Saved entries:
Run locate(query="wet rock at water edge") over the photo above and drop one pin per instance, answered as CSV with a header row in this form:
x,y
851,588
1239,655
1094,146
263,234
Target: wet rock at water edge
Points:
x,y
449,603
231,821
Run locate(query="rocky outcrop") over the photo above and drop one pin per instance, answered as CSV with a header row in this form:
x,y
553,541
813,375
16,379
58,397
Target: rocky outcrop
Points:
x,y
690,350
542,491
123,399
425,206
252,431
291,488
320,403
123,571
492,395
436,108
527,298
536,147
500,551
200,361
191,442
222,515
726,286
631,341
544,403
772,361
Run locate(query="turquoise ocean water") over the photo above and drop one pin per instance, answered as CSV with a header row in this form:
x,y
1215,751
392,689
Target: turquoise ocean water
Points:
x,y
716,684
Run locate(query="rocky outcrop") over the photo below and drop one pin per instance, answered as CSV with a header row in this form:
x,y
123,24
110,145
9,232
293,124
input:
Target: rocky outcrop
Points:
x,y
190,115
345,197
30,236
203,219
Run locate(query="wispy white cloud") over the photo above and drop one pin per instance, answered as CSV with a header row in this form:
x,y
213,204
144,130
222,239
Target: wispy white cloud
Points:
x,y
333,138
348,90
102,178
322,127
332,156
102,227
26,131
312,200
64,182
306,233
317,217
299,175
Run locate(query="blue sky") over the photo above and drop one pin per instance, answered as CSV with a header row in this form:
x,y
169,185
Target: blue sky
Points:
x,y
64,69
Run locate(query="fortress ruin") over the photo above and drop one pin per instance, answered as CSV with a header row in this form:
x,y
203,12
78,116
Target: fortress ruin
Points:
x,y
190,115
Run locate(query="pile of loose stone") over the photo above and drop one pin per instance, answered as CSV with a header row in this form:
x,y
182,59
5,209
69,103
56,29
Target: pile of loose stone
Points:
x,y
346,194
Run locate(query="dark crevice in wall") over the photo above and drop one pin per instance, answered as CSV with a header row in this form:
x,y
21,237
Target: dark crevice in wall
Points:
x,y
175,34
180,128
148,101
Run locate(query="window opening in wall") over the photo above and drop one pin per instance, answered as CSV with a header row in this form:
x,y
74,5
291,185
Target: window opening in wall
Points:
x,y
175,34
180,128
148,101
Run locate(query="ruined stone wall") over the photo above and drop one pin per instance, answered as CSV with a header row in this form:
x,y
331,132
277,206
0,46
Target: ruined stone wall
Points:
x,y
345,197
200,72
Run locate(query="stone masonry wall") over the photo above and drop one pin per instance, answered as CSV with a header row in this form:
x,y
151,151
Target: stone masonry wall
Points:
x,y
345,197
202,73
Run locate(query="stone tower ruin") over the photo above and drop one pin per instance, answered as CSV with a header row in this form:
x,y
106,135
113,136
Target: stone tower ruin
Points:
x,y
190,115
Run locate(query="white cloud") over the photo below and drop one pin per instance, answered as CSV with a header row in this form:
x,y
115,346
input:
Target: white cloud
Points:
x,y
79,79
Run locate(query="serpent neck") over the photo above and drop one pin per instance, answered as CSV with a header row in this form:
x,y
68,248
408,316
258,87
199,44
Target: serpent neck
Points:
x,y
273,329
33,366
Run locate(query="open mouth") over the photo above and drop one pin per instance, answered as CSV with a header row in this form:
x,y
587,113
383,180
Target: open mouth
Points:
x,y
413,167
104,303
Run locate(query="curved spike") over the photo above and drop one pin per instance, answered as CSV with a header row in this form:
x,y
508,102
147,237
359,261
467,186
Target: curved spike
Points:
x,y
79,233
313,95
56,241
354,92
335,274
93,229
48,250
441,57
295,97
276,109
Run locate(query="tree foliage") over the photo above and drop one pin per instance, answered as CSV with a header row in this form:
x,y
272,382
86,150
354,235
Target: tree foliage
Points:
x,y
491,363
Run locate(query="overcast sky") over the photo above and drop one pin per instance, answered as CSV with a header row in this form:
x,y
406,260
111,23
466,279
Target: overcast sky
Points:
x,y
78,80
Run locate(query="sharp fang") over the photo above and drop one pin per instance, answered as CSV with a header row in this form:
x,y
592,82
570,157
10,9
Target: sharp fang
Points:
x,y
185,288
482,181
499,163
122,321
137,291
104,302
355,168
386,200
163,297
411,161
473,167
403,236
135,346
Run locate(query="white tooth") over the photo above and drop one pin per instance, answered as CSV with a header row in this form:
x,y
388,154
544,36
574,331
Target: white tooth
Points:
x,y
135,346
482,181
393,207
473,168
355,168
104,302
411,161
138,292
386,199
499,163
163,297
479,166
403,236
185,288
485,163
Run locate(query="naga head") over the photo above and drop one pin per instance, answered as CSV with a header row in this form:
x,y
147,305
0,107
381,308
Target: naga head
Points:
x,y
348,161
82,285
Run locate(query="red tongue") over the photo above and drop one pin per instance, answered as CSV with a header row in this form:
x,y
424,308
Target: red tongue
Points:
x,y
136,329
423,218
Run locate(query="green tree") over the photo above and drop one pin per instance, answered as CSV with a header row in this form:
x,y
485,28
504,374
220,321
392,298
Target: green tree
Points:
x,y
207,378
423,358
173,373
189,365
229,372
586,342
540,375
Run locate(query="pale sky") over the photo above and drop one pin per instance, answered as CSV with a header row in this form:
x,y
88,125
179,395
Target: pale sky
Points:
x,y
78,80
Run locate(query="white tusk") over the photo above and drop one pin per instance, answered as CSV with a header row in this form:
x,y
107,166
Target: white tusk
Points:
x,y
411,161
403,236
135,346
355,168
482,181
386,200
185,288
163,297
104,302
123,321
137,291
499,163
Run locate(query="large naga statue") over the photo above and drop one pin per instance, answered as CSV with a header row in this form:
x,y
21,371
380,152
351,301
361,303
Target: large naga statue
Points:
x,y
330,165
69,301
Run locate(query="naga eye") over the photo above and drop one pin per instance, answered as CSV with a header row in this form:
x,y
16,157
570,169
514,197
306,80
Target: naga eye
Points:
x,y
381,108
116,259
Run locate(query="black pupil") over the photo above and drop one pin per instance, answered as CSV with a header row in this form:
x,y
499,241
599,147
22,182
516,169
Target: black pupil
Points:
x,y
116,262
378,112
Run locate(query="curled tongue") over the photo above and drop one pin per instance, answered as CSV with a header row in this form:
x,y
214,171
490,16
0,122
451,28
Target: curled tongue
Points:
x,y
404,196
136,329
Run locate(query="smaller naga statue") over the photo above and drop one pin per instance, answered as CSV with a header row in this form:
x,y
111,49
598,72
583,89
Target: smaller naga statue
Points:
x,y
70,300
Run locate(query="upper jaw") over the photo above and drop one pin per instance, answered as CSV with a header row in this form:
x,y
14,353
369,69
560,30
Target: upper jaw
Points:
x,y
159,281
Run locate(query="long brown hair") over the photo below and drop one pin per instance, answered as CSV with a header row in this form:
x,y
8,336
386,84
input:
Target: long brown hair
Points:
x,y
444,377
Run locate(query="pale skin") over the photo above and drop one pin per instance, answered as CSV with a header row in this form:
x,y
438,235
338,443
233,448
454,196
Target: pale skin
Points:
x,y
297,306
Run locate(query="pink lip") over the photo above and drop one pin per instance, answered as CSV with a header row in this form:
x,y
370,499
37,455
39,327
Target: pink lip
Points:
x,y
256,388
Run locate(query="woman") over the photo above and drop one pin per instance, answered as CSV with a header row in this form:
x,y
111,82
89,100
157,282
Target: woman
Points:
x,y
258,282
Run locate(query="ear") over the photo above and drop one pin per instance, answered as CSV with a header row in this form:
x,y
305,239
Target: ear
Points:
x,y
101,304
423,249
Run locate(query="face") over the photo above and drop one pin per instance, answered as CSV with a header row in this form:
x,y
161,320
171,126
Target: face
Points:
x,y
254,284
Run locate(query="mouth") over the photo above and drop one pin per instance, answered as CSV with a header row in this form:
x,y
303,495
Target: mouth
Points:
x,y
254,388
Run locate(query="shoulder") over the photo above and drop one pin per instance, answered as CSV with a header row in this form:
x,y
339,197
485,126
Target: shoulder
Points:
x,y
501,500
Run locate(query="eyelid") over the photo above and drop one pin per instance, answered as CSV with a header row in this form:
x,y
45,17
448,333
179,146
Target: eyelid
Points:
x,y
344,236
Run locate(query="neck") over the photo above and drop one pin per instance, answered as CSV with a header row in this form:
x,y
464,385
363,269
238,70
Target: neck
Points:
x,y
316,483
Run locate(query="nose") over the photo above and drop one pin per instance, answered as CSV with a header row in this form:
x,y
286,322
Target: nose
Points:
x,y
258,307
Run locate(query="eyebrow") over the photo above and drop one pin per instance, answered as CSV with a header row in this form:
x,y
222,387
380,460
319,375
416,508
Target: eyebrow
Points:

**WHAT YOU WILL DO**
A complete answer lists each line of the data that holds the word "pale".

**THE ANSWER**
Run locate(query="pale sky") over the photo above and drop one pin per instance, answered as CSV with a header row in this form:
Target: pale sky
Run locate(query="pale skin") over the photo above and drop one pin per instance, answered as CSV with a header row in this form:
Target: pale skin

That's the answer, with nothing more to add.